• [DOCUMENT SECTION]:
-- Opening Marker --

Medical Madness Christmas 2003
01 Dec 2003
It’s often said that ‘Lunatics are in charge of the asylum". Now I’m convinced they’re also in charge of medical care. This holiday season I wish I had a good medical news for readers. But there are times when I wonder how politicians, lawyers and medical ethicists can be so void of common sense.
Case # 1 Horacio Alberto Reyes-Camarena, a convicted murderer, is currently on Oregon’s death row. His crime? He’s convicted of stabbing an 18 year old girl to death and leaving her older sister scarred for life. So when will he go to the great beyond?
Not soon. Appeals by lawyers against the death penalty can take up to 10 years in Oregon. In the meantime Reyes-Camarena has developed kidney failure and is receiving renal dialysis, costing taxpayers $120,000 a year.
Now, a doctor has ruled that he deserves a renal transplant which will cost $100,000 to keep him alive until his execution! And Reyes-Camarean will agree to the surgery if a kidney is found. Even though there’s a waiting list for kidney transplants.
Such decisions come at a time when budget cuts in Oregon have made it impossible to provide health and education for all. No surprise that the scenario has triggered public outrage.
I’ve also noticed on occasion that taxicab drivers and others in contact with the public have more common sense than many so-called intellectuals. For instance, a professor of health, law and policy at the University of Toronto says that prisoners are human beings with full entitlement to health care. Sorry, but I beg to disagree that killing an 18 year old entitles one to "full entitlement". A entitlement suggests a benefit that has been earned. Murder, doesn’t rate.
Consider the irony and injustice. This murderer will live while 17 people die every day in the U.S. waiting for a kidney transplant. Something is wrong with ivory-tower thinking when murderers in prison receive preferred care.
Patricia Backlar who served on the National Bioethics Advisory Board in the Clinton administration agrees that criminals should not receive better care than others. But she believes the state is on a "slippery slope" if it decides who should or should not receive a kidney based on such things as criminal history.
But why shouldn’t criminal history be a factor when there are insufficient kidneys for all who need one. Surely, if we have just one kidney and one patient is a law-abiding citizen , the other a murderer, doesn’t good sense dictate who gets it? But it appears that ivory-towered Ethics 101 thinks differently.

-- Closing Marker --

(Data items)
-- Opening Marker --

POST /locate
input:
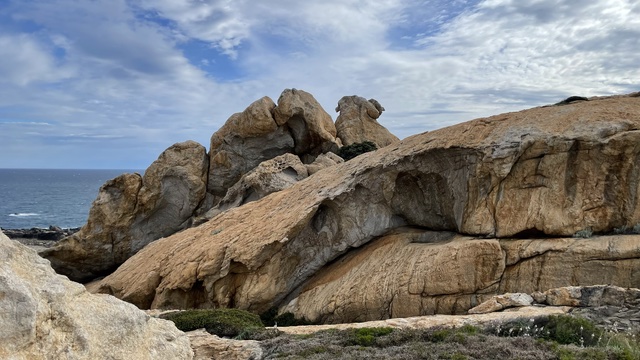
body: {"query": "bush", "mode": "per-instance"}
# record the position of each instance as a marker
(565, 329)
(584, 233)
(367, 336)
(220, 322)
(350, 151)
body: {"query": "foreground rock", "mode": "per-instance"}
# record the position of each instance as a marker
(46, 316)
(211, 347)
(539, 172)
(357, 122)
(132, 210)
(52, 233)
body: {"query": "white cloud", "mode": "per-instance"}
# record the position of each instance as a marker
(122, 75)
(26, 61)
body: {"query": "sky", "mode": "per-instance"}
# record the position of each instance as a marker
(112, 83)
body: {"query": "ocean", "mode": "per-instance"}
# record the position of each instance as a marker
(42, 197)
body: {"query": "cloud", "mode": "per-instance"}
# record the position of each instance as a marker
(139, 75)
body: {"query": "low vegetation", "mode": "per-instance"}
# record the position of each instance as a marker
(221, 322)
(562, 338)
(350, 151)
(557, 337)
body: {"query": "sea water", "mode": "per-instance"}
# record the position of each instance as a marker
(43, 197)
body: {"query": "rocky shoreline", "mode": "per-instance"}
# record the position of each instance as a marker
(39, 236)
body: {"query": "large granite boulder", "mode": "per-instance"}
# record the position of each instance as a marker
(550, 171)
(357, 122)
(263, 131)
(132, 210)
(46, 316)
(268, 177)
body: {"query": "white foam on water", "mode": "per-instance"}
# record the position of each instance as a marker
(23, 214)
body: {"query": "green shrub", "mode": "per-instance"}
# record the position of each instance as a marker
(350, 151)
(271, 318)
(367, 336)
(221, 322)
(565, 329)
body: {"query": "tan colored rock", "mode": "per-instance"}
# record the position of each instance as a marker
(310, 125)
(270, 176)
(357, 122)
(211, 347)
(405, 274)
(132, 210)
(543, 171)
(244, 141)
(298, 124)
(501, 302)
(46, 316)
(324, 161)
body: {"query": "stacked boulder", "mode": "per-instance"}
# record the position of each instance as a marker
(437, 223)
(263, 149)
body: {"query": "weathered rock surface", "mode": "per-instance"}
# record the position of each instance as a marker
(448, 321)
(263, 131)
(548, 171)
(357, 122)
(324, 161)
(268, 177)
(132, 210)
(211, 347)
(420, 273)
(45, 316)
(501, 302)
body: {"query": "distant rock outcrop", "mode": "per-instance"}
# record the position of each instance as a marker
(298, 125)
(132, 210)
(380, 236)
(357, 122)
(46, 316)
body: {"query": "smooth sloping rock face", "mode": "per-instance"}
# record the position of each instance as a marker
(298, 125)
(132, 210)
(420, 273)
(211, 347)
(324, 161)
(311, 127)
(501, 302)
(544, 171)
(45, 316)
(357, 122)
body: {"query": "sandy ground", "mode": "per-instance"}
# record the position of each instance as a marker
(35, 244)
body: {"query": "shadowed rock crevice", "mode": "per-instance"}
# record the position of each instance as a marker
(498, 176)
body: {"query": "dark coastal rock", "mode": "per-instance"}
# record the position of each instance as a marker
(371, 238)
(53, 233)
(132, 211)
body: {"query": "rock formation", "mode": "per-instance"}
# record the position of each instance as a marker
(297, 125)
(132, 210)
(390, 224)
(46, 316)
(357, 122)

-- Closing Marker --

• [TASK INSTRUCTIONS]:
**A)** Condense the paragraph of the Medical Madness article that begins "Patricia Backlar who served" into a short bulleted list that keeps its main facts.
**B)** From the Medical Madness article, retype everything from "Now, a doctor" down to "triggered public outrage.".
**C)** According to the Medical Madness article, what does Reyes-Camarena's renal dialysis cost taxpayers each year?

• [ANSWERS TO THE PROBLEMS]:
**A)**
- Patricia Backlar served on the National Bioethics Advisory Board in the Clinton administration.
- She agrees that criminals should not receive better care than others.
- She believes the state is on a "slippery slope" if it decides who should or should not receive a kidney based on things such as criminal history.

**B)**
Now, a doctor has ruled that he deserves a renal transplant which will cost $100,000 to keep him alive until his execution! And Reyes-Camarean will agree to the surgery if a kidney is found. Even though there’s a waiting list for kidney transplants.
Such decisions come at a time when budget cuts in Oregon have made it impossible to provide health and education for all. No surprise that the scenario has triggered public outrage.

**C)** $120,000 a year.